= WHAT IS EXPECTED =
Repeat the data below word for word, from its first line up to and including the line with "positive clicks: (335, 6)".

———

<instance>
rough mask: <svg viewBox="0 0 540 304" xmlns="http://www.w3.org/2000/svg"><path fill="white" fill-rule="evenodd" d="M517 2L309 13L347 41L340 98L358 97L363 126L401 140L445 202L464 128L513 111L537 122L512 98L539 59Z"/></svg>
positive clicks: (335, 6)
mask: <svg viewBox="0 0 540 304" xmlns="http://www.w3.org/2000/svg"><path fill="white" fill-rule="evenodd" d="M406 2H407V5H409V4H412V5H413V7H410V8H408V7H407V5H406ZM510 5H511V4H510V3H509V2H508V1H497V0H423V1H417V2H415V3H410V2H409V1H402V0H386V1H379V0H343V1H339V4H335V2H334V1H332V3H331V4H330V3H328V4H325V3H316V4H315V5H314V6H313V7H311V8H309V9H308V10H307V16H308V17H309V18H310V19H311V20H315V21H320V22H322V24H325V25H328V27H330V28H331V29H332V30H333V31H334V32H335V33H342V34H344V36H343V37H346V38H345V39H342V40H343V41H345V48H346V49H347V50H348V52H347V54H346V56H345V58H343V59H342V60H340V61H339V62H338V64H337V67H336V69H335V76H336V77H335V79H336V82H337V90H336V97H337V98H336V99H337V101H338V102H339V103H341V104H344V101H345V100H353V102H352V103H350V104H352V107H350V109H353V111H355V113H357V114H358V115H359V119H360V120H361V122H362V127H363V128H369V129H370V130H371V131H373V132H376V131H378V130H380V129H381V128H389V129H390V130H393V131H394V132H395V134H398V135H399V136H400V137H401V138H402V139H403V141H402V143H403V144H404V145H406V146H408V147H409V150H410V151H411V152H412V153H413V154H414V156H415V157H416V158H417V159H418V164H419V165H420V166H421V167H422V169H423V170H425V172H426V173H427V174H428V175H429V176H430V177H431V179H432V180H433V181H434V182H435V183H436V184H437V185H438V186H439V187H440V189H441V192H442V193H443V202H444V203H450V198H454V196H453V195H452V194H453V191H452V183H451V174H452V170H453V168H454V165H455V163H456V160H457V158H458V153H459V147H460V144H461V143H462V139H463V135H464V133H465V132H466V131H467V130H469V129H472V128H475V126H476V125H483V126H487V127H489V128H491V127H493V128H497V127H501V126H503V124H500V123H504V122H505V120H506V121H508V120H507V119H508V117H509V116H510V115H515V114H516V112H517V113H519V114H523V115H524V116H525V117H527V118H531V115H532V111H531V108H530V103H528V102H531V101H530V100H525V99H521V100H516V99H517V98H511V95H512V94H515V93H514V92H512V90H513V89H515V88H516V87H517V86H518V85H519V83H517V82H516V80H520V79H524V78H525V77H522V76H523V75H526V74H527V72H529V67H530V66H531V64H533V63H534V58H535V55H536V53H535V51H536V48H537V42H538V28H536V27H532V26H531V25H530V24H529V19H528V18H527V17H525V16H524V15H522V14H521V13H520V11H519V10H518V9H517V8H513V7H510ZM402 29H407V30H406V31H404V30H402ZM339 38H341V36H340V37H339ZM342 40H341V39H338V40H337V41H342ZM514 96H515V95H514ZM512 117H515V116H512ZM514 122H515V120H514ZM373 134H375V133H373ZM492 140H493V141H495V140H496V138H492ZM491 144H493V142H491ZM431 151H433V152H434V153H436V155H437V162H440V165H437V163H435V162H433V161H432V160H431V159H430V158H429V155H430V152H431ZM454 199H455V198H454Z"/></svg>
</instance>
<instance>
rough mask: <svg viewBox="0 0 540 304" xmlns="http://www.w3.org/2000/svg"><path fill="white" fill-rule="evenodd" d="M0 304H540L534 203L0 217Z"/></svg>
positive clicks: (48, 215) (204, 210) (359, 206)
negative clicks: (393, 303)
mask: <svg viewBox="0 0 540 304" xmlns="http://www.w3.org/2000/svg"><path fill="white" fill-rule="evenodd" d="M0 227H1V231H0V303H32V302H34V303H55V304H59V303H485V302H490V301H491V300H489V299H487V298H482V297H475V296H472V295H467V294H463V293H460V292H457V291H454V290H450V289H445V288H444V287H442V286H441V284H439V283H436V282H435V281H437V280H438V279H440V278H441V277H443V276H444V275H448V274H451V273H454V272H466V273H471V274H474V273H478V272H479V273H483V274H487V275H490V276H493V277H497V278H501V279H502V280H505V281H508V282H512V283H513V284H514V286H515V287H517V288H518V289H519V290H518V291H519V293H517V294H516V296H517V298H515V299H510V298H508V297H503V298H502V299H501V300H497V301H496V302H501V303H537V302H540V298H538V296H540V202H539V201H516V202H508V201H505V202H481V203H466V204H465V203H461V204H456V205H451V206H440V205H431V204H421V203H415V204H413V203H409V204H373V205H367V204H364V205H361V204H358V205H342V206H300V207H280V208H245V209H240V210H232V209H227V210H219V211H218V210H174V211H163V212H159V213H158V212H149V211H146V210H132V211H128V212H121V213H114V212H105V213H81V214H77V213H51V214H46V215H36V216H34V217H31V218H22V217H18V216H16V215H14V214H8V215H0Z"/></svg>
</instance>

———

= YOUR RESPONSE =
<instance>
rough mask: <svg viewBox="0 0 540 304" xmlns="http://www.w3.org/2000/svg"><path fill="white" fill-rule="evenodd" d="M517 2L309 13L347 41L340 98L358 97L363 126L401 140L445 202L464 128L513 111L537 122L512 98L539 59Z"/></svg>
positive clicks: (335, 6)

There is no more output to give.